*Directive*: Edit the data from its start through the line containing "point(903, 456)", swapping "dot" for "mark" everywhere and keeping all else the same. Leave the pictures out of your answer.

*Input material*:
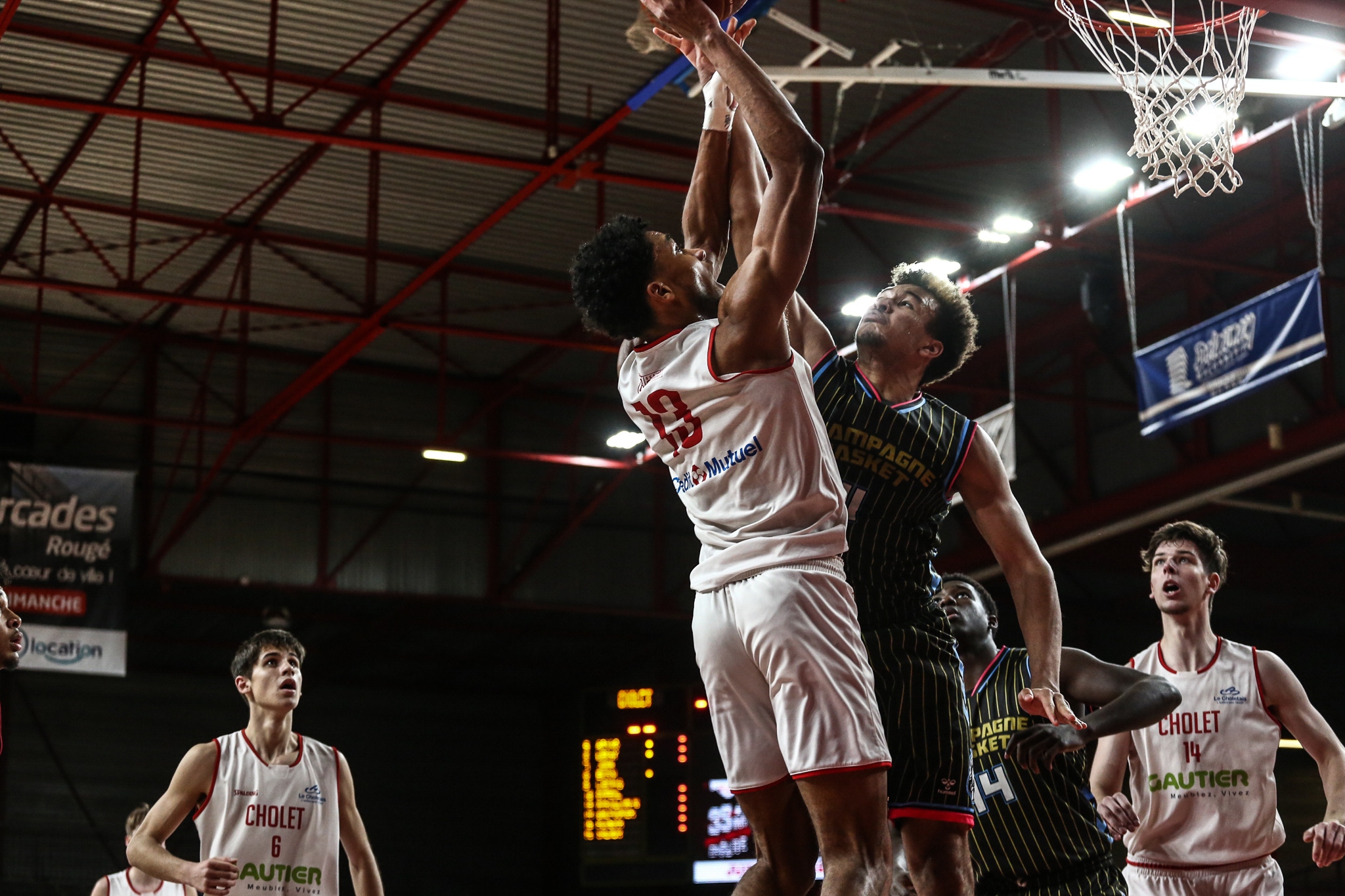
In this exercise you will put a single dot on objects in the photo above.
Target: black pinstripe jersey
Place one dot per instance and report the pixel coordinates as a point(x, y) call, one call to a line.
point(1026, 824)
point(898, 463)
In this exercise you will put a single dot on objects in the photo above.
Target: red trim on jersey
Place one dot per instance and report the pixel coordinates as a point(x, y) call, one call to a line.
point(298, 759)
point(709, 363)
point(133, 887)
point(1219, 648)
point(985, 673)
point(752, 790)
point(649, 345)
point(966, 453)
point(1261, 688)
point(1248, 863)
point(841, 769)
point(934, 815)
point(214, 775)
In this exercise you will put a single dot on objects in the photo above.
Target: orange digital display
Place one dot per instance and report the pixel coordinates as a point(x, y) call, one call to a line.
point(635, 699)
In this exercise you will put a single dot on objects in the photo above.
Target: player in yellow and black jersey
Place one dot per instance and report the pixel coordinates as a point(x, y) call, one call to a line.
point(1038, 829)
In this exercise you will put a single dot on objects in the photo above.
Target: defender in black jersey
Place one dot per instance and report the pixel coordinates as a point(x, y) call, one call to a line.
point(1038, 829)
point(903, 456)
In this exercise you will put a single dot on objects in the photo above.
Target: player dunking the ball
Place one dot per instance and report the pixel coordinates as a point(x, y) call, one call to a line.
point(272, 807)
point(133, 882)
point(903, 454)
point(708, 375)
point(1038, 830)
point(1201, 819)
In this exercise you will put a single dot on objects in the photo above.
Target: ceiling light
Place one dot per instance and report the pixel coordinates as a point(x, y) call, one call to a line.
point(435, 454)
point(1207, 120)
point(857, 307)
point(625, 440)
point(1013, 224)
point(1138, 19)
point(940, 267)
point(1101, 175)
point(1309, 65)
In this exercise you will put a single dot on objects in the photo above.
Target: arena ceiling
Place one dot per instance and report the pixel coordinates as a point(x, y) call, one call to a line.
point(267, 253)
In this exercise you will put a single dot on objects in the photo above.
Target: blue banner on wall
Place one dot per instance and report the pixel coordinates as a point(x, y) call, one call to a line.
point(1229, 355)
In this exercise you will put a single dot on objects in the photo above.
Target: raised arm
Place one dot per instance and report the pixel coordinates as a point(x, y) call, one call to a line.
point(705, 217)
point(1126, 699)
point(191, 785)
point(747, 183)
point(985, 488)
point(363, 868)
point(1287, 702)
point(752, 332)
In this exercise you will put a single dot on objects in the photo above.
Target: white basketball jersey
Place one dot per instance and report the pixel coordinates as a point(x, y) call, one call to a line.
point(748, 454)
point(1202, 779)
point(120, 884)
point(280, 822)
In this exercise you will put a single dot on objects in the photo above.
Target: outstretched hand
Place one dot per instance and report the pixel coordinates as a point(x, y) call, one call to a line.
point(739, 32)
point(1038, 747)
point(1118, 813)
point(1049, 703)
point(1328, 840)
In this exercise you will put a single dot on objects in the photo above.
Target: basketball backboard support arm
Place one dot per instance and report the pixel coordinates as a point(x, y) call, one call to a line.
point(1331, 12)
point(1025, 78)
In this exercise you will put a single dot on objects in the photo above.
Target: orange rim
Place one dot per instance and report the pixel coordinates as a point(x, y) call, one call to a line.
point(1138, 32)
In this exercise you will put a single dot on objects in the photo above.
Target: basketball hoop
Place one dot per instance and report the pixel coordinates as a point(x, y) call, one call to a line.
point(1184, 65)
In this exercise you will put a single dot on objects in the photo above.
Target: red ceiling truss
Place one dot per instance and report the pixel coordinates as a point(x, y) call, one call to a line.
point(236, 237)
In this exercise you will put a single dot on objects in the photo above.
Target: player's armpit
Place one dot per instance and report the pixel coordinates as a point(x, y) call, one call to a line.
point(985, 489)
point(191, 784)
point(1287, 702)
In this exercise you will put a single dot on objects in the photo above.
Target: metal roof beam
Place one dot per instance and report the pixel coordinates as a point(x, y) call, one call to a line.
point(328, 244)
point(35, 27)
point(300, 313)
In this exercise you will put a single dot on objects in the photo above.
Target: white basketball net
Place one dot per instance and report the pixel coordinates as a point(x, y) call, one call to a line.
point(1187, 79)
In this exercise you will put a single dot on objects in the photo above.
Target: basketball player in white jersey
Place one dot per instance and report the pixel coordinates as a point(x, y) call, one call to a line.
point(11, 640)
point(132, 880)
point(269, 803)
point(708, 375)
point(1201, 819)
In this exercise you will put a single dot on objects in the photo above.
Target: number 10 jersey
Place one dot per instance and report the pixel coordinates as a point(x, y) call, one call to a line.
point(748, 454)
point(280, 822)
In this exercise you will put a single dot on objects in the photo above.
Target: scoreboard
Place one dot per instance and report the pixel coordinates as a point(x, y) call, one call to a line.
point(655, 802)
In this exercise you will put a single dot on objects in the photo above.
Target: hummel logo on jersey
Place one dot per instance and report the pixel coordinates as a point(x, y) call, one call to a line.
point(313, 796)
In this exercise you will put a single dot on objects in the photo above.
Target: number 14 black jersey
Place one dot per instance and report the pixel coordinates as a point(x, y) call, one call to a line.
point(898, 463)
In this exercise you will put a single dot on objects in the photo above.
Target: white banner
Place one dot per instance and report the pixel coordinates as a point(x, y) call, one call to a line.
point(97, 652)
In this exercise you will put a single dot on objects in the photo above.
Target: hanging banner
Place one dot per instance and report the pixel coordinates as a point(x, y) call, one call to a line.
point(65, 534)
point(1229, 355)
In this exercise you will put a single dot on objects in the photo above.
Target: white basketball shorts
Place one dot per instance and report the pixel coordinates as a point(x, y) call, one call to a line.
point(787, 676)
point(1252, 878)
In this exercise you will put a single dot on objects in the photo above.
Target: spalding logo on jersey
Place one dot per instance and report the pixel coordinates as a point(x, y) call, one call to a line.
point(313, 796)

*Final answer*:
In this exercise you will put a single mark on objects in the photo above.
Target: black pinstripe jersey
Place one mark per instance and report the pixel coordinates as a point(x, y) call, one call to a line.
point(1026, 824)
point(898, 463)
In this exercise you will put a single mark on objects in the photo above.
Target: red trim on jersey
Place one mark per instance and report the pixel coordinates as a point(x, y) call, one call to a line.
point(298, 759)
point(709, 363)
point(133, 887)
point(1219, 648)
point(985, 673)
point(752, 790)
point(649, 345)
point(966, 453)
point(1261, 688)
point(1248, 863)
point(841, 769)
point(934, 815)
point(214, 775)
In this exercise you will put a single mark on objects in the photo above.
Target: orange digital display
Place one mark per instance and report the pixel coordinates as a point(x, y) call, one call to a line.
point(635, 699)
In this exercise you will put a single mark on objects in the photo above.
Target: player in yellow and black jersey
Place one mark per instance and report the pixel coordinates as a point(x, y) call, one call to a line.
point(1038, 829)
In this exercise you will put a single mark on objects in the photo above.
Target: defender in black jersey
Place one mark per instance and report the pixel coordinates as a point(x, y) call, one call to a line.
point(1038, 829)
point(903, 456)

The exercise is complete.